(Region pointing data)
##############################
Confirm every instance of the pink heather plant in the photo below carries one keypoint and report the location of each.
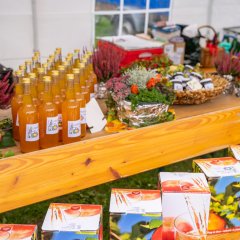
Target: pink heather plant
(228, 64)
(106, 63)
(118, 87)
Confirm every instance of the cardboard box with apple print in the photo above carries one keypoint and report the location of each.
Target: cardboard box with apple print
(135, 214)
(185, 196)
(223, 176)
(18, 231)
(72, 221)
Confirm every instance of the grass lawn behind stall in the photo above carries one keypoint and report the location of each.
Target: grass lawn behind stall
(34, 214)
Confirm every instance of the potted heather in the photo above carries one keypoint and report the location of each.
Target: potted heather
(106, 65)
(229, 67)
(141, 97)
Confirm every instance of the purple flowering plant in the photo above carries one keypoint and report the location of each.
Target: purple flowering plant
(118, 87)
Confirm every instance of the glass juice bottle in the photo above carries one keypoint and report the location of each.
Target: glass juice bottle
(28, 121)
(81, 100)
(83, 120)
(82, 74)
(33, 87)
(76, 57)
(48, 117)
(92, 73)
(62, 80)
(23, 69)
(34, 64)
(85, 90)
(16, 103)
(90, 86)
(71, 114)
(57, 99)
(28, 65)
(58, 57)
(38, 60)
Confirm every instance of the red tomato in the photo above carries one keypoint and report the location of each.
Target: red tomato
(134, 89)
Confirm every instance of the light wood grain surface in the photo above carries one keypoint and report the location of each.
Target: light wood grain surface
(33, 177)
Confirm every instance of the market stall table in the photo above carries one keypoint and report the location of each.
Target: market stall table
(102, 157)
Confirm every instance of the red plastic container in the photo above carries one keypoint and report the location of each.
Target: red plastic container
(132, 55)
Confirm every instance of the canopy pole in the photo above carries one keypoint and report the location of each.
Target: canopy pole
(34, 25)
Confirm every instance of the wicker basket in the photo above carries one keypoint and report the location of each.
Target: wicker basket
(203, 95)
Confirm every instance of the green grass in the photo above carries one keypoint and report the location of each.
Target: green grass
(34, 214)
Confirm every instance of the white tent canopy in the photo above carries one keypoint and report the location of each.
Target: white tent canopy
(28, 25)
##############################
▶ Work order: Leaving the pictures out, write out every entry exactly.

▶ Exercise answer:
Confirm every instance of the pink heather plant in the photo below carries one keypoint and report the location of each.
Target: pink heather plant
(228, 64)
(106, 63)
(118, 87)
Confirm every instance of the cardboard box with apple print in the photo above carries one keypoint and report the location of each.
Target: cardboard box with apple print
(135, 214)
(185, 196)
(223, 176)
(18, 231)
(72, 221)
Confirm every instance of the grass lawn behind stall in the photo above carries one keypoint and report the location of each.
Target: grass lawn behind stall
(34, 214)
Confirm every instance of the potted heather in the photo above carries one keypoint and report the location of each.
Target: potted heather
(106, 65)
(229, 67)
(141, 97)
Confirm every instance of the purple flowering plant in the photo above carries one keypoint and report the location of each.
Target: purple flowering plant
(118, 87)
Confirm every instance of the glass juice bottle in the photo above carries one keypoint and report the location of each.
Target: glass juice bottle
(28, 121)
(81, 100)
(83, 120)
(82, 74)
(33, 87)
(76, 57)
(48, 117)
(92, 73)
(62, 80)
(23, 69)
(34, 64)
(85, 90)
(16, 103)
(90, 86)
(71, 114)
(57, 99)
(28, 65)
(58, 57)
(38, 60)
Confirm every instance of the red tomato in the photo above carries one keypoint and report the location of each.
Target: red tomato
(134, 89)
Confirm every instance of the light wood grain surface in the photo above carries one keypoint and report the location of each.
Target: light wood grain surface
(33, 177)
Confirm every instance of the market stall table in the photo above carries one keypoint and report the location of each.
Target: market stall table
(102, 157)
Confirm every instance of the red plastic container in the photo above carries one keypoint and report the location of each.
Target: red plastic container
(132, 55)
Confirm every instance of the canopy pole in the photo above carries one keypoint and report the location of each.
Target: canopy pole
(34, 25)
Confirm every instance of the wicker basket in the photo above carries one keypoint and report the location of each.
Target: wicker basket
(203, 95)
Confirm every instance of the green grass in the photo above carries one keypoint and report the location of each.
Target: green grass
(34, 214)
Confirm every instance of the white tent canopy in the photo above carries one keypoint and report the location of each.
Target: white tent canopy
(28, 25)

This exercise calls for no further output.